Information supplied:
------------------------------------------------------------

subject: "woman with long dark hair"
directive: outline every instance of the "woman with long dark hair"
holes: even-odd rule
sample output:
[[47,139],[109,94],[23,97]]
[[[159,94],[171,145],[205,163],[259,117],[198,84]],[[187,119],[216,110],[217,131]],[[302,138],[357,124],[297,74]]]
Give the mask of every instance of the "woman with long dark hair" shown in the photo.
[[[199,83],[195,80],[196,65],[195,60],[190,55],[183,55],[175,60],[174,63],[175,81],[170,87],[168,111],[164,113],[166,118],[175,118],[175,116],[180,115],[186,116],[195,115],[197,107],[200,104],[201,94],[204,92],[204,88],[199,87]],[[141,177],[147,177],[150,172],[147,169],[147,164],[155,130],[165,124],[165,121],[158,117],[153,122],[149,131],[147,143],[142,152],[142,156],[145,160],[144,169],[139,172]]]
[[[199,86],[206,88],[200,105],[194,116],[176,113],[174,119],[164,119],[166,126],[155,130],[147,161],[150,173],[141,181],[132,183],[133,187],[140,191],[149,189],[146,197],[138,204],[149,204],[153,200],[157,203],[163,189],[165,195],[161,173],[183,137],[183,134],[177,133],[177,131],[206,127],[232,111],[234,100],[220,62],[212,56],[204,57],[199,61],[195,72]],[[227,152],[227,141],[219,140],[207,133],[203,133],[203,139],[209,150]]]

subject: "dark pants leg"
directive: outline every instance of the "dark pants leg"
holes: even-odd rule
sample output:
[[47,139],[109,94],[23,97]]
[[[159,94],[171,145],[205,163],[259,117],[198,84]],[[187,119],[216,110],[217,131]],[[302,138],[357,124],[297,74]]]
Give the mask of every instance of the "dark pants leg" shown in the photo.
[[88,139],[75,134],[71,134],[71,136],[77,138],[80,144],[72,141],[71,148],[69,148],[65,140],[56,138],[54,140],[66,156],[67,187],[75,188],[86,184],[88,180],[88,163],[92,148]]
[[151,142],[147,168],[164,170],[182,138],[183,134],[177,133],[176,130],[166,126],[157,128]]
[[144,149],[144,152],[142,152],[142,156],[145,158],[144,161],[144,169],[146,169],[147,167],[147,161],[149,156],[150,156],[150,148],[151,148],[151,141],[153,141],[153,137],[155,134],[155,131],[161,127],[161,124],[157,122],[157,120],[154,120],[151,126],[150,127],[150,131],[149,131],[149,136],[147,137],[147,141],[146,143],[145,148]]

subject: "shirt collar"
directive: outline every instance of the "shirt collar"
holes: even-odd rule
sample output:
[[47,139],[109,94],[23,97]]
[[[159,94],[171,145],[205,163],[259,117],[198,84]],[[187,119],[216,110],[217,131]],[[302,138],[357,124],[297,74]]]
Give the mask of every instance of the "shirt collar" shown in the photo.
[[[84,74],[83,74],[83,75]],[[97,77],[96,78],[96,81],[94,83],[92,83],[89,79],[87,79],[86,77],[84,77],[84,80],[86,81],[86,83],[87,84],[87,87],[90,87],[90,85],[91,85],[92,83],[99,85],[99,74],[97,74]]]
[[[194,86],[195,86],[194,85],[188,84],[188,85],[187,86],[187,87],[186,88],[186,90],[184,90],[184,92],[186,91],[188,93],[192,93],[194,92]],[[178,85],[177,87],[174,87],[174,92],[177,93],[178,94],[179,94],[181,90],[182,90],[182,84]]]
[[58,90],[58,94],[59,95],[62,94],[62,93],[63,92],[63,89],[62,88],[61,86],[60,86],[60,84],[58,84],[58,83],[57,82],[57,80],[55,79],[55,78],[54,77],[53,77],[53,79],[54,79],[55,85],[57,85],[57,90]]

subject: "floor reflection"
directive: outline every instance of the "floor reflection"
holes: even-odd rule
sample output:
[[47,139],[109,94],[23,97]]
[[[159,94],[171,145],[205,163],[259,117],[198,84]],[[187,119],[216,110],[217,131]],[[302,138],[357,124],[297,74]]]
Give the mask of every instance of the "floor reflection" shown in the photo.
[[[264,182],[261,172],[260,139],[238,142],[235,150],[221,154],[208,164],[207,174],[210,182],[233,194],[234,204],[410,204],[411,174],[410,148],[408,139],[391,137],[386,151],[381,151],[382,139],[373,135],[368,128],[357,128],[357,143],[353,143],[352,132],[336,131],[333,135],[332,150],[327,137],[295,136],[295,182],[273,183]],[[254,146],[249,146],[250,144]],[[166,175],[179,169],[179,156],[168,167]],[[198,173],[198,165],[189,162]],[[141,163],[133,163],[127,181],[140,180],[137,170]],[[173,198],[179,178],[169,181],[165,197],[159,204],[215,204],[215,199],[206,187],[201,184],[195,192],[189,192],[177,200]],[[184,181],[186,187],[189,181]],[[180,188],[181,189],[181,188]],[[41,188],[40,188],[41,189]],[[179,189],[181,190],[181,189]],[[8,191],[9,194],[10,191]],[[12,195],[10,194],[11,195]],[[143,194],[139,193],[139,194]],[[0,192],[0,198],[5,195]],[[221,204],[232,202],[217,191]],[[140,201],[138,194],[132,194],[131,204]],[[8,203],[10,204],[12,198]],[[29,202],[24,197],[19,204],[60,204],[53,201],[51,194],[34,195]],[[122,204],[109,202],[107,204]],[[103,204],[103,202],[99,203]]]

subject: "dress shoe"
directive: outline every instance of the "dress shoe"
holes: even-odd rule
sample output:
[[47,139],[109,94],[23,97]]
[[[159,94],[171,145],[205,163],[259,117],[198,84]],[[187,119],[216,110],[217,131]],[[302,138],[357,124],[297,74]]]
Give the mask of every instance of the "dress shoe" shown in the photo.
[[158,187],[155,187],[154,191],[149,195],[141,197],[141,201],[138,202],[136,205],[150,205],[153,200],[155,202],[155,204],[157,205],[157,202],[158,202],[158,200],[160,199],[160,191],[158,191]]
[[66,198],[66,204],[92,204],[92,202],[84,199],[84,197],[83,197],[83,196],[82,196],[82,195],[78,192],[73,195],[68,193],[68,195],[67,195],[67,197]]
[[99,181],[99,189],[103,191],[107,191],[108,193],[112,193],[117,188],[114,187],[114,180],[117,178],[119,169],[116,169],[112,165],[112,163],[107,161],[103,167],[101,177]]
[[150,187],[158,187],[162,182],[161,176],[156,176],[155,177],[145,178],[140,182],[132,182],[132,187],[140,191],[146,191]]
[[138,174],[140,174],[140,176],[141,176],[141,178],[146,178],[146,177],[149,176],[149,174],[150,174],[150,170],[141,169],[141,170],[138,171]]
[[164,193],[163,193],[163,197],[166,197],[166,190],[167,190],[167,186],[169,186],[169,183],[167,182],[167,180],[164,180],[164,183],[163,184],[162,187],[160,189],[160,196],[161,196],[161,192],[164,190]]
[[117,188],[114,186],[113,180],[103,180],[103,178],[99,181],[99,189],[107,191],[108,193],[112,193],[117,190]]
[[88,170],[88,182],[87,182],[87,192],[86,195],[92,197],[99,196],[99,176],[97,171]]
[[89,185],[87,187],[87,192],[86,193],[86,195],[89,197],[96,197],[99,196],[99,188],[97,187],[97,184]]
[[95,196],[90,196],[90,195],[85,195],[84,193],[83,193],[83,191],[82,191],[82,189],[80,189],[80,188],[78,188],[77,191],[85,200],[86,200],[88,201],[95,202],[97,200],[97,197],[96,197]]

------------------------------------------------------------

Written instruction:
Each line of the listing should be copied exactly.

Result of this task:
subject: "woman with long dark hair"
directive: outline every instance of the "woman with long dark hair"
holes: even-odd rule
sample output:
[[47,139],[109,94],[23,97]]
[[[159,94],[171,145],[205,163],[259,117],[198,84]],[[187,119],[216,110],[217,131]],[[302,138],[357,124],[297,74]]]
Give the mask of every instance of the "woman with long dark hair" shown in the photo.
[[[199,83],[195,80],[196,65],[195,60],[190,55],[183,55],[175,60],[174,63],[175,81],[170,87],[168,111],[164,113],[166,118],[175,118],[175,116],[180,115],[186,116],[195,115],[197,107],[200,104],[201,94],[204,92],[204,88],[199,87]],[[141,177],[147,177],[150,172],[147,169],[147,164],[155,130],[165,124],[165,121],[158,117],[153,122],[149,131],[147,143],[142,152],[142,156],[145,160],[144,169],[139,172]]]
[[[199,86],[206,88],[200,105],[194,116],[176,113],[174,119],[164,119],[166,126],[155,130],[147,161],[150,173],[141,181],[132,183],[133,187],[140,191],[149,189],[146,197],[138,204],[149,204],[153,200],[157,203],[163,189],[165,195],[161,173],[183,137],[183,134],[177,133],[177,131],[206,127],[232,111],[234,100],[220,62],[212,56],[204,57],[199,61],[195,72]],[[227,152],[227,141],[219,140],[207,133],[203,133],[203,139],[209,150]]]

subject: "dark pants leg"
directive: outline every instance of the "dark pants leg"
holes: even-odd rule
sample output:
[[47,139],[109,94],[23,97]]
[[[159,94],[171,145],[205,163],[259,117],[198,84]],[[187,119],[216,110],[217,131]],[[302,138],[357,124],[297,74]]]
Give the mask of every instance of the "dark pants leg" shown in the photo.
[[88,139],[75,134],[71,134],[71,136],[77,138],[80,144],[72,141],[71,148],[69,148],[65,140],[56,138],[54,140],[66,156],[67,187],[75,188],[86,184],[88,180],[88,163],[92,148]]
[[151,142],[147,168],[164,170],[182,138],[183,134],[177,133],[176,130],[166,126],[157,128]]
[[144,149],[144,152],[142,152],[142,156],[145,158],[144,161],[144,169],[146,169],[147,167],[147,161],[149,156],[150,156],[150,148],[151,148],[151,141],[153,141],[153,137],[155,134],[155,131],[161,127],[161,124],[157,122],[157,120],[154,120],[151,126],[150,127],[150,131],[149,131],[149,136],[147,137],[147,141],[146,143],[145,148]]

subject: "shirt collar"
directive: outline every instance of the "shirt collar"
holes: even-odd rule
sample output:
[[47,139],[109,94],[23,97]]
[[[159,94],[171,145],[205,163],[259,117],[198,84]],[[187,119],[216,110],[217,131]],[[302,138],[357,124],[297,74]]]
Give the mask of every instance of the "shirt collar" shown in the photo.
[[[84,74],[83,74],[83,75]],[[97,77],[96,78],[96,81],[94,83],[92,83],[89,79],[87,79],[86,77],[84,77],[84,80],[86,81],[86,83],[87,84],[87,87],[90,87],[90,85],[91,85],[92,83],[99,85],[99,74],[97,74]]]
[[[194,86],[195,86],[194,85],[188,84],[188,85],[187,86],[187,87],[186,88],[186,90],[184,90],[184,92],[186,91],[188,93],[192,93],[194,92]],[[178,85],[177,87],[174,87],[174,92],[177,93],[178,94],[179,94],[181,90],[182,90],[182,84]]]
[[58,90],[58,94],[59,95],[62,94],[62,93],[63,92],[63,89],[62,88],[61,86],[60,86],[60,84],[58,84],[58,83],[57,82],[57,80],[55,79],[55,78],[54,77],[53,77],[53,79],[54,79],[55,85],[57,85],[57,90]]

subject: "floor reflection"
directive: outline every instance of the "floor reflection"
holes: even-odd rule
sample output:
[[47,139],[109,94],[23,97]]
[[[159,94],[171,145],[205,163],[259,117],[198,84]],[[187,119],[216,110],[217,131]],[[302,138],[357,124],[297,74]]]
Give the mask of every instance of the "floor reflection" shown in the photo.
[[[264,182],[261,172],[260,139],[238,142],[235,150],[221,154],[208,164],[207,174],[210,182],[233,194],[234,204],[410,204],[411,174],[410,148],[408,139],[391,137],[386,151],[381,151],[382,139],[373,135],[368,128],[357,128],[357,143],[353,143],[352,132],[336,131],[333,135],[332,150],[327,137],[295,136],[295,182],[273,183]],[[254,146],[249,146],[250,144]],[[166,175],[179,169],[179,156],[168,167]],[[198,173],[198,165],[189,162]],[[141,163],[133,163],[127,181],[140,180],[137,170]],[[173,198],[179,178],[169,181],[165,197],[159,204],[215,204],[215,199],[206,187],[201,184],[195,192],[189,192],[177,200]],[[184,181],[186,187],[189,181]],[[180,188],[181,189],[181,188]],[[41,188],[40,188],[41,189]],[[179,189],[181,190],[181,189]],[[8,191],[9,194],[10,191]],[[12,195],[10,194],[11,195]],[[143,194],[139,193],[139,194]],[[0,192],[0,198],[5,195]],[[221,204],[232,202],[217,191]],[[140,201],[138,194],[132,194],[131,204]],[[8,203],[10,204],[12,198]],[[29,202],[24,197],[19,204],[60,204],[53,201],[51,194],[34,195]],[[122,204],[109,202],[107,204]],[[103,204],[103,202],[99,203]]]

subject: "dress shoe"
directive: outline every instance of the "dress shoe"
holes: even-odd rule
sample output:
[[47,139],[109,94],[23,97]]
[[[159,94],[171,145],[205,163],[259,117],[198,84]],[[187,119],[216,110],[217,131]],[[302,138],[357,124],[297,74]]]
Give the mask of every instance of the "dress shoe" shown in the photo.
[[158,187],[155,187],[154,191],[149,195],[141,197],[141,201],[138,202],[136,205],[150,205],[153,200],[155,202],[155,204],[157,205],[157,202],[158,202],[158,200],[160,199],[160,191],[158,191]]
[[66,198],[66,204],[92,204],[92,202],[84,199],[84,197],[83,197],[83,196],[82,196],[82,195],[78,192],[73,195],[68,193],[68,195],[67,195],[67,197]]
[[99,181],[99,189],[103,191],[107,191],[108,193],[112,193],[117,188],[114,187],[114,180],[117,178],[119,169],[116,169],[112,165],[112,163],[107,161],[103,167],[101,177]]
[[150,187],[158,187],[162,182],[161,176],[156,176],[155,177],[145,178],[140,182],[132,182],[132,187],[140,191],[146,191]]
[[138,174],[140,174],[140,176],[141,176],[141,178],[146,178],[146,177],[149,176],[149,174],[150,174],[150,170],[141,169],[141,170],[138,171]]
[[164,193],[163,193],[163,197],[166,197],[166,190],[167,190],[167,186],[169,186],[169,183],[167,182],[167,180],[164,180],[164,183],[163,184],[162,187],[160,189],[160,196],[161,196],[161,192],[164,190]]
[[117,188],[114,186],[113,180],[103,180],[103,178],[99,181],[99,189],[107,191],[108,193],[112,193],[117,190]]
[[88,170],[88,182],[87,182],[87,192],[86,195],[92,197],[99,196],[99,176],[97,171]]
[[89,185],[87,187],[87,192],[86,193],[86,195],[89,197],[96,197],[99,196],[99,188],[97,187],[97,184]]
[[95,196],[90,196],[90,195],[85,195],[84,193],[83,193],[83,191],[82,191],[82,189],[80,189],[80,188],[78,188],[77,191],[85,200],[86,200],[88,201],[95,202],[97,200],[97,197],[96,197]]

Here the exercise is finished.